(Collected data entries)
· · · ·
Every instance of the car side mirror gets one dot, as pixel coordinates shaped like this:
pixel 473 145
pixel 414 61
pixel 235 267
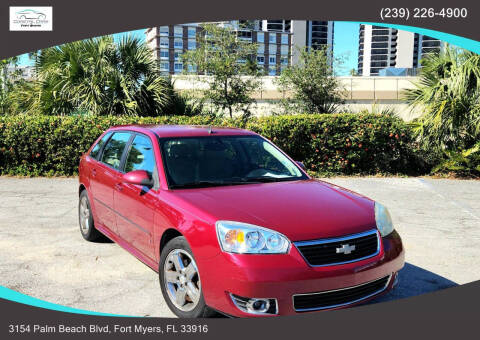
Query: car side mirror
pixel 138 177
pixel 302 165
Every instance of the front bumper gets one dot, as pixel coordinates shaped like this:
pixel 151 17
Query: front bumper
pixel 282 276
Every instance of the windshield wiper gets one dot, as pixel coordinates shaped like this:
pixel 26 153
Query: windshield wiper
pixel 205 184
pixel 267 179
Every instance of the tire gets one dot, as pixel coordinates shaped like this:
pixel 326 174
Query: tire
pixel 175 253
pixel 85 219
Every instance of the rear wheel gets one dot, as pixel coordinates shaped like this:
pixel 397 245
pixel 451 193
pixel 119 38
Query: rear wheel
pixel 85 219
pixel 180 280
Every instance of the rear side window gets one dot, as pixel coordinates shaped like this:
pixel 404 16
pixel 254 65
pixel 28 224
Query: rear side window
pixel 98 147
pixel 112 153
pixel 140 156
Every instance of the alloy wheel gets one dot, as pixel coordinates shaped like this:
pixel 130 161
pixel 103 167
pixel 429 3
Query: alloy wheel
pixel 181 279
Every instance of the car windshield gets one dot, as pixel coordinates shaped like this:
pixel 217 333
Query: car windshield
pixel 194 162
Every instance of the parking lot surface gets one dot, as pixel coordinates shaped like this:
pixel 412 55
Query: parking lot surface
pixel 42 253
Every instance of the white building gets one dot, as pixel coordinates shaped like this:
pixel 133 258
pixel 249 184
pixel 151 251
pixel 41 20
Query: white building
pixel 277 40
pixel 383 47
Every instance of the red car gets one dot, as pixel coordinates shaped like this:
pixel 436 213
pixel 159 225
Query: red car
pixel 232 224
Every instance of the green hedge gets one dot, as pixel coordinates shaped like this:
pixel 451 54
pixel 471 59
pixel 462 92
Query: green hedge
· · · ·
> **Stated task**
Please write out all the items again, changing "gets one dot" to "receives a single dot" wherever it occurs and keeping everything else the same. Leave the pictures out.

> **Result for this exercise**
Every instance of the car side mirror receives a single dot, as pixel coordinates shaped like this:
pixel 473 145
pixel 414 61
pixel 235 267
Query: car side mirror
pixel 138 177
pixel 302 165
Every instance of the front bumper receives a single dot, as pixel coordinates shaped like this:
pixel 151 17
Query: front bumper
pixel 282 276
Every instance of the windshield wiper receives a single dot, as pixel coordinates shaped like this:
pixel 26 153
Query: windshield wiper
pixel 205 184
pixel 267 179
Every instance of the tire receives a single dot, as pixel coordinates shaped like this:
pixel 326 174
Query: tire
pixel 175 253
pixel 85 219
Every instance of the rear wheel receives a single dot, as pixel coordinates shaped like this:
pixel 397 245
pixel 451 193
pixel 119 38
Query: rear wheel
pixel 85 219
pixel 180 280
Every instance of the rear side window receives a single dot, as pixel coordinates shaped like this:
pixel 404 16
pixel 254 65
pixel 28 224
Query: rear side window
pixel 98 147
pixel 112 153
pixel 140 156
Every instance of the alloy wheel receives a single dot, as pixel coordinates shaped like this:
pixel 130 161
pixel 103 167
pixel 429 3
Query: alloy wheel
pixel 181 279
Every instance of the car windshield receives a single dot, as pixel coordinates shaped like this:
pixel 217 333
Query: car windshield
pixel 194 162
Every instance of the parking lot surface receives a single dot, as pixel coordinates shaped like this:
pixel 412 55
Query: parking lot surface
pixel 42 253
Every instance of the white building receives a single dot, as pixel coordinates shaped like this:
pixel 133 258
pixel 249 184
pixel 151 251
pixel 41 20
Query: white building
pixel 277 40
pixel 383 47
Every instance of the red car receives a single dot, as pixel coordinates shaped like this:
pixel 436 213
pixel 159 225
Query: red car
pixel 232 224
Every instance of the green hedge receives a single dot, as pixel coordinates shaped like this:
pixel 451 54
pixel 471 59
pixel 462 92
Query: green hedge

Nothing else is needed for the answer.